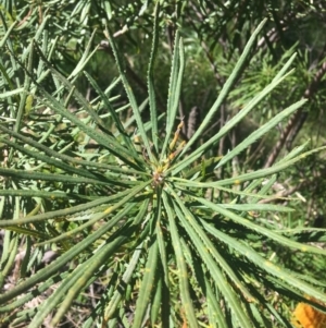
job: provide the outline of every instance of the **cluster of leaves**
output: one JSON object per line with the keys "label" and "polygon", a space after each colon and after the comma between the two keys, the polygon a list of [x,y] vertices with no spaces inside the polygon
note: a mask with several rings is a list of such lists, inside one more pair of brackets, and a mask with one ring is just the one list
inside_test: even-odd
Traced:
{"label": "cluster of leaves", "polygon": [[[128,77],[135,75],[122,54],[126,46],[109,32],[117,78],[102,88],[103,81],[85,70],[98,49],[92,50],[98,34],[88,34],[88,28],[101,19],[121,25],[125,13],[127,27],[122,24],[117,35],[131,27],[146,31],[152,23],[146,14],[152,5],[148,2],[128,5],[126,1],[121,14],[114,1],[41,2],[28,11],[21,9],[18,26],[11,22],[17,15],[13,7],[4,5],[1,324],[40,327],[49,320],[57,326],[71,317],[80,320],[78,327],[198,327],[199,323],[291,327],[290,300],[309,295],[318,308],[326,303],[318,271],[299,266],[305,257],[323,267],[325,251],[311,242],[325,238],[322,230],[284,222],[293,210],[272,204],[283,201],[274,189],[281,172],[321,149],[303,153],[305,143],[276,163],[248,172],[235,170],[234,161],[305,100],[283,104],[284,110],[267,114],[265,124],[224,157],[212,149],[274,92],[279,93],[280,85],[291,82],[293,72],[288,71],[296,56],[287,52],[267,81],[241,102],[241,86],[235,86],[250,61],[258,65],[259,60],[251,59],[263,29],[264,23],[260,24],[246,47],[235,50],[236,62],[225,71],[218,97],[185,143],[180,137],[185,122],[178,119],[186,66],[179,32],[167,28],[173,46],[167,92],[155,92],[153,76],[155,60],[165,56],[159,51],[160,23],[173,26],[183,15],[191,16],[184,2],[176,3],[175,14],[170,13],[171,5],[160,11],[156,4],[154,29],[148,32],[153,40],[143,84],[147,97],[134,92]],[[203,2],[200,10],[213,20],[211,5]],[[230,1],[226,12],[235,5],[239,1]],[[39,20],[37,31],[33,20]],[[243,19],[237,28],[244,23]],[[216,40],[208,33],[214,26],[210,24],[202,27],[206,28],[201,32],[203,40],[213,36]],[[225,23],[221,24],[220,33]],[[17,39],[20,31],[26,39]],[[143,31],[138,36],[146,39]],[[76,41],[80,35],[82,41]],[[185,44],[189,49],[187,38]],[[92,97],[84,96],[84,81]],[[164,95],[167,104],[162,112]],[[205,134],[227,97],[241,110],[217,132]],[[58,258],[47,263],[49,254]],[[93,290],[99,300],[89,296]]]}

Exercise prompt
Copy out every line of the entries above word for word, leaving out the pictures.

Exercise response
job: provide the outline of every instance of the **cluster of leaves**
output: one JSON object per line with the keys "label" and "polygon", a space after each colon and after the comma between the two keys, the polygon a list of [x,y] vertices with no spaces inside the polygon
note: a mask with several rings is a list of such lists, inside one more pair of brackets, and a mask with one ring is just the one list
inside_test: even-odd
Traced:
{"label": "cluster of leaves", "polygon": [[[128,77],[135,75],[122,54],[126,46],[109,32],[117,78],[102,88],[103,81],[85,70],[98,49],[92,50],[98,34],[88,34],[88,28],[101,19],[121,25],[125,13],[127,27],[122,24],[117,35],[131,27],[146,31],[152,23],[146,14],[152,5],[148,2],[128,5],[126,1],[121,14],[114,1],[41,2],[28,11],[21,9],[18,26],[11,22],[17,15],[13,7],[4,5],[1,324],[40,327],[49,320],[57,326],[71,317],[80,320],[78,327],[198,327],[199,323],[291,327],[290,300],[309,295],[318,308],[326,303],[318,271],[299,266],[305,257],[323,267],[325,251],[311,242],[325,238],[322,230],[284,222],[293,210],[272,204],[283,201],[274,189],[281,172],[321,149],[303,153],[305,143],[276,163],[248,172],[235,170],[234,161],[305,100],[283,104],[284,110],[267,114],[265,124],[224,157],[212,149],[274,92],[279,93],[280,85],[291,82],[293,72],[288,71],[296,56],[287,52],[267,81],[241,102],[241,86],[235,86],[250,61],[258,65],[259,60],[251,59],[263,29],[264,23],[260,24],[246,47],[235,50],[236,62],[225,71],[218,97],[185,143],[180,137],[185,122],[178,119],[186,66],[179,32],[167,28],[173,46],[167,92],[155,92],[153,76],[155,60],[165,56],[159,51],[160,23],[173,26],[183,15],[191,16],[184,2],[176,3],[175,14],[170,13],[171,5],[160,11],[156,4],[154,29],[148,32],[153,40],[143,84],[147,97],[134,92]],[[203,2],[200,10],[213,20],[211,5]],[[230,1],[226,12],[235,5],[239,1]],[[39,20],[37,31],[33,20]],[[243,19],[237,28],[244,23]],[[216,40],[208,33],[214,26],[210,24],[202,27],[206,28],[201,32],[203,40],[213,36]],[[225,23],[221,24],[220,33]],[[17,39],[20,31],[26,39]],[[143,31],[138,36],[146,39]],[[76,41],[80,35],[82,41]],[[185,44],[189,49],[187,38]],[[92,97],[84,96],[84,81]],[[164,95],[167,104],[162,112]],[[205,134],[227,97],[241,110],[217,132]],[[58,258],[47,263],[49,254]],[[93,290],[99,300],[89,296]]]}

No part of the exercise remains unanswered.